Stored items
_ _ _ _ _
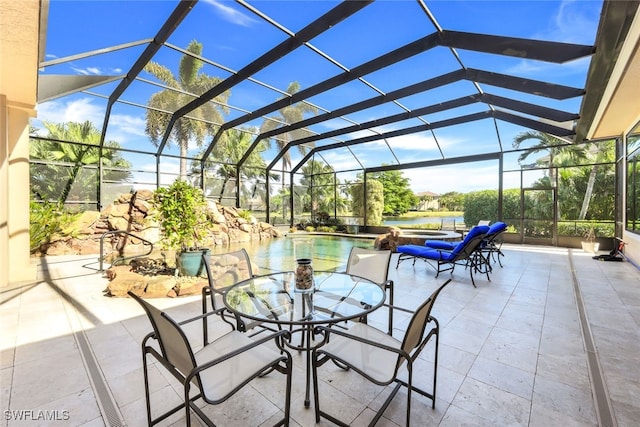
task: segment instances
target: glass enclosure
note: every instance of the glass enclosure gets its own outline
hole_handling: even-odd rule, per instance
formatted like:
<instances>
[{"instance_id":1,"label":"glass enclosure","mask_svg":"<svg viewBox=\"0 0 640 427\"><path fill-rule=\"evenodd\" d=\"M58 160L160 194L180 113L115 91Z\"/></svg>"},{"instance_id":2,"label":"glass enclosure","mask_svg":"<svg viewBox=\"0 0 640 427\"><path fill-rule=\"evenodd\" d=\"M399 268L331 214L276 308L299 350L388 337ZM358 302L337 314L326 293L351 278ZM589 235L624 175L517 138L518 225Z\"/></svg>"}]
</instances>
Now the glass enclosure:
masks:
<instances>
[{"instance_id":1,"label":"glass enclosure","mask_svg":"<svg viewBox=\"0 0 640 427\"><path fill-rule=\"evenodd\" d=\"M102 210L183 179L276 225L347 230L455 207L466 227L502 219L522 243L615 233L615 142L580 131L600 1L51 1L48 13L35 202Z\"/></svg>"}]
</instances>

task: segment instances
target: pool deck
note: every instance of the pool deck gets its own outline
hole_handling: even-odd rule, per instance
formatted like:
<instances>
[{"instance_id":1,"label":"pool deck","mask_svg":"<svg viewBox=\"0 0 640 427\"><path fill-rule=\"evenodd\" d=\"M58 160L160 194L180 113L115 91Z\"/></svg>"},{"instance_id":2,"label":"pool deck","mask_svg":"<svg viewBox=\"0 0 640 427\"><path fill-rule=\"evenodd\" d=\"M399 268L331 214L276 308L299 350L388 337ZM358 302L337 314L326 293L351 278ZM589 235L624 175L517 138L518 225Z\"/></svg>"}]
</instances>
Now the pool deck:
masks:
<instances>
[{"instance_id":1,"label":"pool deck","mask_svg":"<svg viewBox=\"0 0 640 427\"><path fill-rule=\"evenodd\" d=\"M394 254L389 278L399 306L415 308L453 277L432 313L441 327L436 407L414 394L413 424L638 425L640 271L574 249L503 250L504 267L494 266L491 281L478 275L477 288L463 268L435 278L424 262L396 269ZM142 310L128 298L103 295L107 279L96 271L95 256L38 262L38 281L0 289L0 425L146 425L140 342L150 325ZM200 309L199 297L153 304L176 318ZM385 321L384 309L369 316L372 325ZM407 321L396 316L394 336L402 336ZM226 330L220 321L211 327ZM198 346L199 331L188 332ZM291 425L314 426L313 410L302 403L300 355L294 364ZM416 367L418 383L430 382L432 367L429 345ZM390 391L331 364L320 376L321 404L354 426L367 424ZM157 363L150 388L156 410L181 396ZM281 392L282 376L267 375L206 412L219 425L271 425L281 416ZM404 425L404 397L401 391L380 425ZM55 419L34 419L38 414ZM184 416L160 425L182 426Z\"/></svg>"}]
</instances>

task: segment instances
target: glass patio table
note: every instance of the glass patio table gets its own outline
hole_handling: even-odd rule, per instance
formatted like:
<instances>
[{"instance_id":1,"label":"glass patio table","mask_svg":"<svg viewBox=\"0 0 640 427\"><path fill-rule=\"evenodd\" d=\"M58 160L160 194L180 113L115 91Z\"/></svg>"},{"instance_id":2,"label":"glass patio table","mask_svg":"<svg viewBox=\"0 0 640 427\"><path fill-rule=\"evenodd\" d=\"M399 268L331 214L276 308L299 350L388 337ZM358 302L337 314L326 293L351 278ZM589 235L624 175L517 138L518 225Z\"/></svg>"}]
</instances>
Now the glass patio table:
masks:
<instances>
[{"instance_id":1,"label":"glass patio table","mask_svg":"<svg viewBox=\"0 0 640 427\"><path fill-rule=\"evenodd\" d=\"M331 271L313 273L314 286L295 287L293 272L253 277L232 286L223 296L224 305L234 315L256 322L287 326L301 335L300 343L289 347L306 352L306 390L304 404L309 407L313 328L358 319L379 308L385 301L384 289L362 277Z\"/></svg>"}]
</instances>

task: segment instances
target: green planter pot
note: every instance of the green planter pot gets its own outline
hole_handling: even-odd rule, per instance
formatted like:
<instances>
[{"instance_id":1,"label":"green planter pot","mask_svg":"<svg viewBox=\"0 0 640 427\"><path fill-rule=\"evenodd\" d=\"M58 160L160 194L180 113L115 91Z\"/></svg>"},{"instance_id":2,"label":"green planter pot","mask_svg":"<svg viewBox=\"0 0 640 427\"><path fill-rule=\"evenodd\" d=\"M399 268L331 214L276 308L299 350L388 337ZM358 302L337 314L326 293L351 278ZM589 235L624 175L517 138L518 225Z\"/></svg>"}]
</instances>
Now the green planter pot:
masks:
<instances>
[{"instance_id":1,"label":"green planter pot","mask_svg":"<svg viewBox=\"0 0 640 427\"><path fill-rule=\"evenodd\" d=\"M181 276L199 276L204 269L202 254L210 253L209 249L183 251L178 255L178 271Z\"/></svg>"}]
</instances>

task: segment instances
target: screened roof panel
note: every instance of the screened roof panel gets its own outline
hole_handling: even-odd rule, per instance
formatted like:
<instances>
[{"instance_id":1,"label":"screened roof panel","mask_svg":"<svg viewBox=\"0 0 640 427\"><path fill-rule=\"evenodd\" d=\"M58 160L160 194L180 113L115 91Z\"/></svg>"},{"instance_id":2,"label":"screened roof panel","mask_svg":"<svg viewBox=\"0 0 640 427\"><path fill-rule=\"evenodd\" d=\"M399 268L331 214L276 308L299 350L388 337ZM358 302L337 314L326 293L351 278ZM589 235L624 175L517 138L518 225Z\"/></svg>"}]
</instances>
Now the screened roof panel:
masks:
<instances>
[{"instance_id":1,"label":"screened roof panel","mask_svg":"<svg viewBox=\"0 0 640 427\"><path fill-rule=\"evenodd\" d=\"M400 163L442 159L440 148L431 131L417 132L387 139Z\"/></svg>"},{"instance_id":2,"label":"screened roof panel","mask_svg":"<svg viewBox=\"0 0 640 427\"><path fill-rule=\"evenodd\" d=\"M300 47L278 62L258 71L254 77L271 86L284 87L298 82L307 88L335 76L342 70L306 47Z\"/></svg>"},{"instance_id":3,"label":"screened roof panel","mask_svg":"<svg viewBox=\"0 0 640 427\"><path fill-rule=\"evenodd\" d=\"M423 117L434 126L439 126L440 123L455 120L457 117L469 116L476 113L486 113L488 111L489 106L487 104L483 102L474 102L467 105L461 105L456 108L437 111L433 114L424 115Z\"/></svg>"},{"instance_id":4,"label":"screened roof panel","mask_svg":"<svg viewBox=\"0 0 640 427\"><path fill-rule=\"evenodd\" d=\"M445 158L500 151L493 119L475 120L434 129Z\"/></svg>"},{"instance_id":5,"label":"screened roof panel","mask_svg":"<svg viewBox=\"0 0 640 427\"><path fill-rule=\"evenodd\" d=\"M462 49L458 53L469 68L574 87L584 87L589 68L588 56L558 64Z\"/></svg>"},{"instance_id":6,"label":"screened roof panel","mask_svg":"<svg viewBox=\"0 0 640 427\"><path fill-rule=\"evenodd\" d=\"M460 1L427 2L440 26L448 30L570 43L593 43L602 1ZM461 19L461 17L474 19Z\"/></svg>"},{"instance_id":7,"label":"screened roof panel","mask_svg":"<svg viewBox=\"0 0 640 427\"><path fill-rule=\"evenodd\" d=\"M436 47L367 74L365 79L387 93L458 69L460 64L450 51Z\"/></svg>"},{"instance_id":8,"label":"screened roof panel","mask_svg":"<svg viewBox=\"0 0 640 427\"><path fill-rule=\"evenodd\" d=\"M238 3L199 1L168 42L184 47L196 40L204 44L206 58L239 70L285 39L284 32Z\"/></svg>"},{"instance_id":9,"label":"screened roof panel","mask_svg":"<svg viewBox=\"0 0 640 427\"><path fill-rule=\"evenodd\" d=\"M143 106L167 89L144 67L159 63L179 79L184 49L197 40L203 46L200 72L222 81L213 88L192 87L169 110L175 123L229 93L221 127L205 138L205 156L215 152L222 132L243 127L271 129L261 137L291 141L286 153L275 142L262 153L267 165L287 170L298 170L316 152L336 170L499 153L511 149L524 130L571 140L593 52L598 53L593 44L600 15L607 12L602 5L52 0L46 60L70 58L42 64L47 66L39 96L48 96L38 105L35 125L91 120L101 128L112 105L105 136L153 152ZM622 6L608 4L617 7ZM46 77L56 73L67 81L55 77L47 84ZM116 80L110 82L111 76ZM287 96L291 84L299 90ZM75 94L65 96L74 88ZM166 129L165 138L170 133ZM416 145L411 141L429 143L417 144L412 155L406 148ZM307 147L304 154L300 146ZM189 155L200 151L189 142ZM350 159L342 166L333 162L334 153ZM175 143L161 147L160 154L177 154Z\"/></svg>"},{"instance_id":10,"label":"screened roof panel","mask_svg":"<svg viewBox=\"0 0 640 427\"><path fill-rule=\"evenodd\" d=\"M153 38L178 1L52 1L47 21L47 56L64 57ZM151 7L152 6L152 7ZM126 31L114 31L114 28ZM129 64L131 66L133 61ZM126 68L128 69L128 67Z\"/></svg>"},{"instance_id":11,"label":"screened roof panel","mask_svg":"<svg viewBox=\"0 0 640 427\"><path fill-rule=\"evenodd\" d=\"M411 110L427 107L431 107L430 110L437 110L439 108L447 109L449 108L449 101L476 95L477 93L478 90L472 82L468 80L458 80L401 98L400 102Z\"/></svg>"},{"instance_id":12,"label":"screened roof panel","mask_svg":"<svg viewBox=\"0 0 640 427\"><path fill-rule=\"evenodd\" d=\"M311 43L353 69L434 31L417 3L378 1Z\"/></svg>"},{"instance_id":13,"label":"screened roof panel","mask_svg":"<svg viewBox=\"0 0 640 427\"><path fill-rule=\"evenodd\" d=\"M395 155L384 140L377 140L365 144L351 145L348 150L356 156L364 168L373 168L380 165L398 164ZM332 156L334 150L323 151L322 155ZM340 161L336 159L336 161Z\"/></svg>"},{"instance_id":14,"label":"screened roof panel","mask_svg":"<svg viewBox=\"0 0 640 427\"><path fill-rule=\"evenodd\" d=\"M354 156L352 150L348 148L336 148L333 150L322 151L316 157L322 156L327 164L331 165L336 171L347 171L362 168L361 163Z\"/></svg>"},{"instance_id":15,"label":"screened roof panel","mask_svg":"<svg viewBox=\"0 0 640 427\"><path fill-rule=\"evenodd\" d=\"M293 32L298 32L309 22L314 21L333 9L339 1L270 1L270 2L250 2L247 7L239 7L241 13L250 15L258 19L255 12L251 9L255 8L263 15L278 22L280 25ZM231 3L230 3L231 4Z\"/></svg>"}]
</instances>

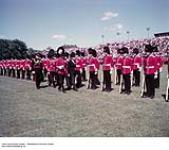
_ _ _ _ _
- **Task description**
Exactly the lines above from the one with "note: every instance of the screened" to the one with "Now the screened", both included, are to be quoted; leave the rest out.

- **Written solution**
note: every instance of the screened roof panel gets its own outline
hole_handling: even-odd rule, per instance
formatted like:
<instances>
[{"instance_id":1,"label":"screened roof panel","mask_svg":"<svg viewBox=\"0 0 640 427\"><path fill-rule=\"evenodd\" d=\"M58 160L160 194L180 113L115 91Z\"/></svg>"},{"instance_id":2,"label":"screened roof panel","mask_svg":"<svg viewBox=\"0 0 640 427\"><path fill-rule=\"evenodd\" d=\"M399 268L331 214L276 308L299 350L388 337ZM358 302L337 314L326 293L351 278ZM589 235L624 175L517 138L518 225Z\"/></svg>"}]
</instances>
Now the screened roof panel:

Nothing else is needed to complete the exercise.